**Written exercise:** Convert every line of the data below into a numbered list, skipping any blank lines. Omit the pictures from your answer.

[Pointing dataset data]
_ _ _ _ _ _ _

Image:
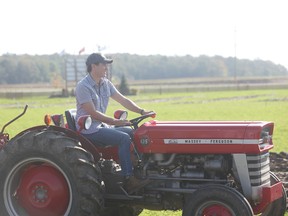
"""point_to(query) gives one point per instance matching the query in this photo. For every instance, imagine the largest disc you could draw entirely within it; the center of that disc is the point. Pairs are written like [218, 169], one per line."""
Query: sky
[246, 29]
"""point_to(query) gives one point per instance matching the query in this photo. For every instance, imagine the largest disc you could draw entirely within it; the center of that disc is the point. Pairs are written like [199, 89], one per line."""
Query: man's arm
[90, 109]
[127, 103]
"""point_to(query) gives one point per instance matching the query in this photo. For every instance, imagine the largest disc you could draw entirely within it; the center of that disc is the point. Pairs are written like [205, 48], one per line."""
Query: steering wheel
[134, 122]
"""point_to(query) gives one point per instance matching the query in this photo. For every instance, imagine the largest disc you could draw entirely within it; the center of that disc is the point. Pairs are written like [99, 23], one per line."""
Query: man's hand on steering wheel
[146, 114]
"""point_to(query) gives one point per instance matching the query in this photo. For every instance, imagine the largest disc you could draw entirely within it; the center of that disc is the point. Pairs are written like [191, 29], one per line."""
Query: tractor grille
[258, 167]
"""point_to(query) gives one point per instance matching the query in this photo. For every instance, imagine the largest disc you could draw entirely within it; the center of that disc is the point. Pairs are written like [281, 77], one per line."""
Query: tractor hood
[216, 137]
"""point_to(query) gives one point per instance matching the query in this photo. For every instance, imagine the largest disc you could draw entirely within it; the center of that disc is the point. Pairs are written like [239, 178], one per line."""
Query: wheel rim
[37, 186]
[215, 209]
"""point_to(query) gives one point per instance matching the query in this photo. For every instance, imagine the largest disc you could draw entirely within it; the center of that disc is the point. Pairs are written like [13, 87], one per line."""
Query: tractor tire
[47, 173]
[279, 206]
[214, 200]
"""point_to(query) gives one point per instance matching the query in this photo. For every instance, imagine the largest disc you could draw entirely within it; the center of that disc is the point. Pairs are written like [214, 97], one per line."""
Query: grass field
[266, 105]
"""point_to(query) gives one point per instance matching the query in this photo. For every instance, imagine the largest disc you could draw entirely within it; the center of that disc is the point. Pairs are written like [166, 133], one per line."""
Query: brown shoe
[132, 184]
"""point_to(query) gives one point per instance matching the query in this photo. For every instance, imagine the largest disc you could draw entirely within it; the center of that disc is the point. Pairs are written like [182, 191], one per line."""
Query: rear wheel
[278, 207]
[47, 173]
[216, 200]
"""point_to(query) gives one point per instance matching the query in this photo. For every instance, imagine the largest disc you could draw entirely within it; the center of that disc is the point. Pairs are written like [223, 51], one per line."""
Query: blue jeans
[118, 136]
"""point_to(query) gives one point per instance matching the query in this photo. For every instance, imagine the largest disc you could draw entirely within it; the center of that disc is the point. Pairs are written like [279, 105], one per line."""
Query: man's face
[100, 69]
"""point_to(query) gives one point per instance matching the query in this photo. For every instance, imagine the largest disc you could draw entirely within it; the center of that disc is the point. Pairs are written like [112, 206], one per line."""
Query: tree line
[21, 69]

_ _ _ _ _ _ _

**Answer to the problem:**
1. Image:
2. """point_to(query) gives one point per instance matching the query in this photo. For every instance, imagine the largest disc you could draw entirely within it; the center of that disc is the point. Pairs are written like [218, 169], one per line."""
3. Query: sky
4. [246, 29]
5. """point_to(query) gives one point per instance matching the query in this photo. For every instance, imagine the largest disc you could draw entirely within it; the center of that disc is the point. Pairs are written like [199, 89], one per line."""
6. Query: man's arm
7. [90, 109]
8. [127, 103]
9. """point_to(query) gives one point per instance matching the query in this photo. For every instance, imagine the largest disc you could draw entirely within it; the center of that disc is the point. Pairs are written like [205, 48], one per line."""
10. Query: steering wheel
11. [134, 122]
12. """point_to(query) gives one point per instance matching the query in this photo. For every instance, imagine the largest disc you could draw entirely within it; the center of that disc is the point. Pairs are written like [99, 23], one per line."""
13. Query: man's hand on steering wheel
14. [146, 114]
15. """point_to(query) gives one point per instance matching the query in this photo. For every instance, imagine the largest disc you could draw entirely within it; the center of that disc is the point. Pairs are written like [191, 29], one per line."""
16. Query: tractor grille
17. [258, 167]
18. """point_to(query) gives one point per instance matching the query in this photo. For every instance, imagine the largest disc you could draw entirely within it; the center of that disc is the point. Pairs are written like [281, 77], one per line."""
19. Query: tractor hood
20. [216, 137]
21. """point_to(query) gives one point per instance matching the query in this photo. For every instance, imagine the largest disc you could draw entirely within it; the center of that disc is the point. Pairs are written like [239, 178], one per line."""
22. Query: wheel rim
23. [37, 186]
24. [215, 209]
25. """point_to(query) gives one point per instance matching the query in this photo. For every instance, imagine the largest disc you could draw entirely within it; the center of that disc is the point. Pairs are written like [13, 87], one per line."""
26. Query: tractor tire
27. [47, 173]
28. [279, 206]
29. [214, 200]
30. """point_to(query) gives one point per instance matching the query in this photo. For every instance, imagine the largest disc you could draw entirely within it; the center of that disc is the point. Pairs are written like [214, 97], one per line."""
31. Query: grass field
32. [266, 105]
33. """point_to(query) gives one point per instance matching the query in this photo. For every instance, imagine the largest disc you could draw entirely within it; the center of that disc is the point. Pairs are written like [166, 133], one per line."""
34. Query: brown shoe
35. [132, 184]
36. """point_to(query) gives one point per instance matching the query in this photo. For every instance, imagine the largest disc you could draw entirely within it; the center of that disc is the point. Pairs are written like [182, 191], one per line."""
37. Query: rear wheel
38. [278, 207]
39. [47, 173]
40. [216, 200]
41. """point_to(query) gives one point per instance matching the query in this photo. For every instance, imagine the largest disc you could draw entirely within it; the center of that disc is the point. Pairs are written like [223, 51], one per line."""
42. Query: blue jeans
43. [118, 136]
44. """point_to(query) gives one point per instance matching the query in this photo. For every instance, imagine the largest disc you could draw entirely within it; the center of that disc is the point. Pairs are written like [279, 105], one per line."""
45. Query: man's face
46. [100, 69]
47. """point_to(query) gives one point per instance matching the query in this photo. For every instance, imagine the largest disc you could draw entirely within it; the center of that disc is the point. Pairs are written like [112, 206], one per line."""
48. Query: tree line
49. [21, 69]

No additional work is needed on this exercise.